- _TEXTE FOURNI_
Les migrants, victimes de la misère, des guerres et de l’Europe capitaliste

juilet-août 2015

Leurs larmes de crocodile à peine séchées après les dernières tragédies en Méditerranée, au cours desquelles des centaines de femmes, d'hommes et d'enfants sont morts noyés, les dirigeants européens se renvoient les survivants les uns aux autres sans aucune pudeur.

Pour des raisons géographiques évidentes, l'écrasante majorité des 100 000 personnes qui ont tenté de rejoindre l'Europe au cours du premier semestre de cette année sont arrivées en Italie et en Grèce. Sollicités pour participer à leur accueil, les autres pays de l'Union européenne (UE), ce prétendu « espace de liberté, de sécurité et de justice », multiplient obstacles et procédures dilatoires. Quel symbole de liberté que ces migrants africains refoulés au poste frontière de Vintimille, où les contrôles de la Police des frontières ont été rétablis exclusivement à leur intention, c'est-à-dire au faciès ! Quel symbole de sécurité que ces camps de fortune constitués en quelques heures sur le no man's land qui sépare la France et l'Italie ! Quel symbole de justice donné par le ministre de l'Intérieur Cazeneuve, qui fait donner sa police en plein Paris pour chasser les réfugiés et ceux qui les aident à trouver des hébergements !

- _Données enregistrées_
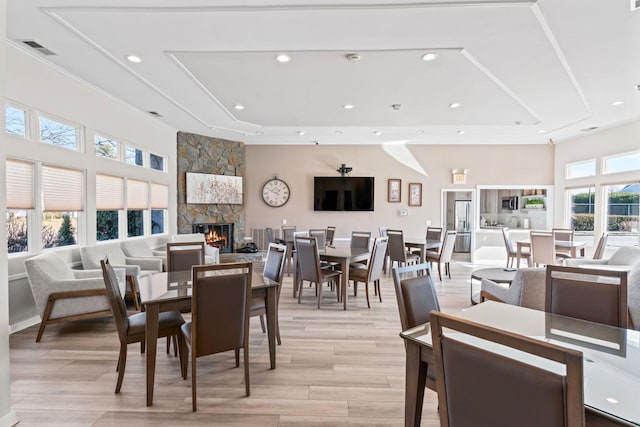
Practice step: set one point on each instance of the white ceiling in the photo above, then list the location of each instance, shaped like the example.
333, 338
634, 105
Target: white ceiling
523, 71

---

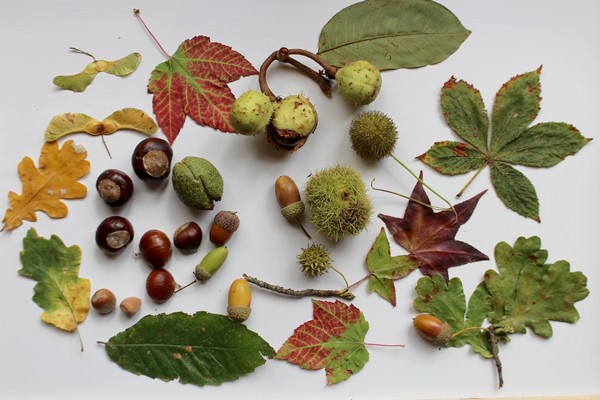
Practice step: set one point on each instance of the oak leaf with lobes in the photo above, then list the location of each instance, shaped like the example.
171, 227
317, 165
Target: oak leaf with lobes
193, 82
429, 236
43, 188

* * *

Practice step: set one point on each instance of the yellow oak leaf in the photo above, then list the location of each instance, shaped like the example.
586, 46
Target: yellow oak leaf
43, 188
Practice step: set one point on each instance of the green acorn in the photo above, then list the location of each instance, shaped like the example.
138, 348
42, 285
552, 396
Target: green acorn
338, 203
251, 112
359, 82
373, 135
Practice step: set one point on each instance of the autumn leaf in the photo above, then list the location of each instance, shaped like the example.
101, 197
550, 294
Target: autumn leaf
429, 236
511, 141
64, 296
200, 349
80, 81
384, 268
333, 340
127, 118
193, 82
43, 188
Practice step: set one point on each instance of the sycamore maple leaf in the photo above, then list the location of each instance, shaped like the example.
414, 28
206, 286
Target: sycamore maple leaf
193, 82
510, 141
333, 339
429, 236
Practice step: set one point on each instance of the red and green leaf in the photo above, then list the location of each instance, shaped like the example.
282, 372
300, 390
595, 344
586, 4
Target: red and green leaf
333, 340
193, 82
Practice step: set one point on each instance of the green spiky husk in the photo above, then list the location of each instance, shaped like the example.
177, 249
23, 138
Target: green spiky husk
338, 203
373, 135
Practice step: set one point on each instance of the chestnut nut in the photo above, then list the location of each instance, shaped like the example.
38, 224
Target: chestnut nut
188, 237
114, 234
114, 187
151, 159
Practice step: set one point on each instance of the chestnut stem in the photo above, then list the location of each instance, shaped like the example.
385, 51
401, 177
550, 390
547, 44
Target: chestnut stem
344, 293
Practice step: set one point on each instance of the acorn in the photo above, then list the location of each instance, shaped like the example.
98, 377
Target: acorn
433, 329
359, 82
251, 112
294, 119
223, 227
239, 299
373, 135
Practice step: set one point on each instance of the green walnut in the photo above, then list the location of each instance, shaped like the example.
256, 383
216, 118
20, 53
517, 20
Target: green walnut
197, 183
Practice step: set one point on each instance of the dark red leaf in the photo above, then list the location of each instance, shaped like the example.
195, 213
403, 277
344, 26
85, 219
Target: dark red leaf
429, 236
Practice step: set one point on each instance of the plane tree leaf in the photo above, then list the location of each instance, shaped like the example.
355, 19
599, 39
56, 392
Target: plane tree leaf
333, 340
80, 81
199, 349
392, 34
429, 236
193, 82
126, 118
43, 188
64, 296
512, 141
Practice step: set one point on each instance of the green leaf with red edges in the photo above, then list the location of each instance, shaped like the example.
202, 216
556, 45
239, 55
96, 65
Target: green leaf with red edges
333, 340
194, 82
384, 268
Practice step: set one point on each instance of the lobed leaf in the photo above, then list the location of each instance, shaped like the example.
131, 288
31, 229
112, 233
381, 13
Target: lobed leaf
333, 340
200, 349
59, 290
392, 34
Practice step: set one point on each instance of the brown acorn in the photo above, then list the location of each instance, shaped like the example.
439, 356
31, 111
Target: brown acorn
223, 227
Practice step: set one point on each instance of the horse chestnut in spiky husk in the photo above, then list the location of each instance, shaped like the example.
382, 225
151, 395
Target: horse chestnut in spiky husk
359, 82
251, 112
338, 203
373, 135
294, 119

- _CONSIGNE_
Reprenez, s'il vous plaît, le texte sur les migrants et l'Europe et poursuivez-le après sa dernière phrase.

- _RÉPONSE RÉDIGÉE_
Alors qu'ils font la guerre au Moyen-Orient et en Afrique sous prétexte de combattre la barbarie, les dirigeants occidentaux ont du mal à justifier leur refus d'accueillir les réfugiés, notamment syriens, irakiens ou afghans. C'est pourquoi ils prétendent vouloir séparer les réfugiés politiques, qui fuient la guerre ou la terreur, des émigrés économiques, qui fuient le chômage et la misère. Valls et ses homologues européens somment le gouvernement italien de respecter les procédures de l'espace Schengen, en enregistrant systématiquement chaque migrant et en organisant de véritables camps de triage. Cazeneuve le martèle : les migrants économiques seront impitoyablement reconduits soit dans leur pays d'origine, soit dans le pays où ils ont pris pied, en l'occurrence l'Italie ou la Grèce.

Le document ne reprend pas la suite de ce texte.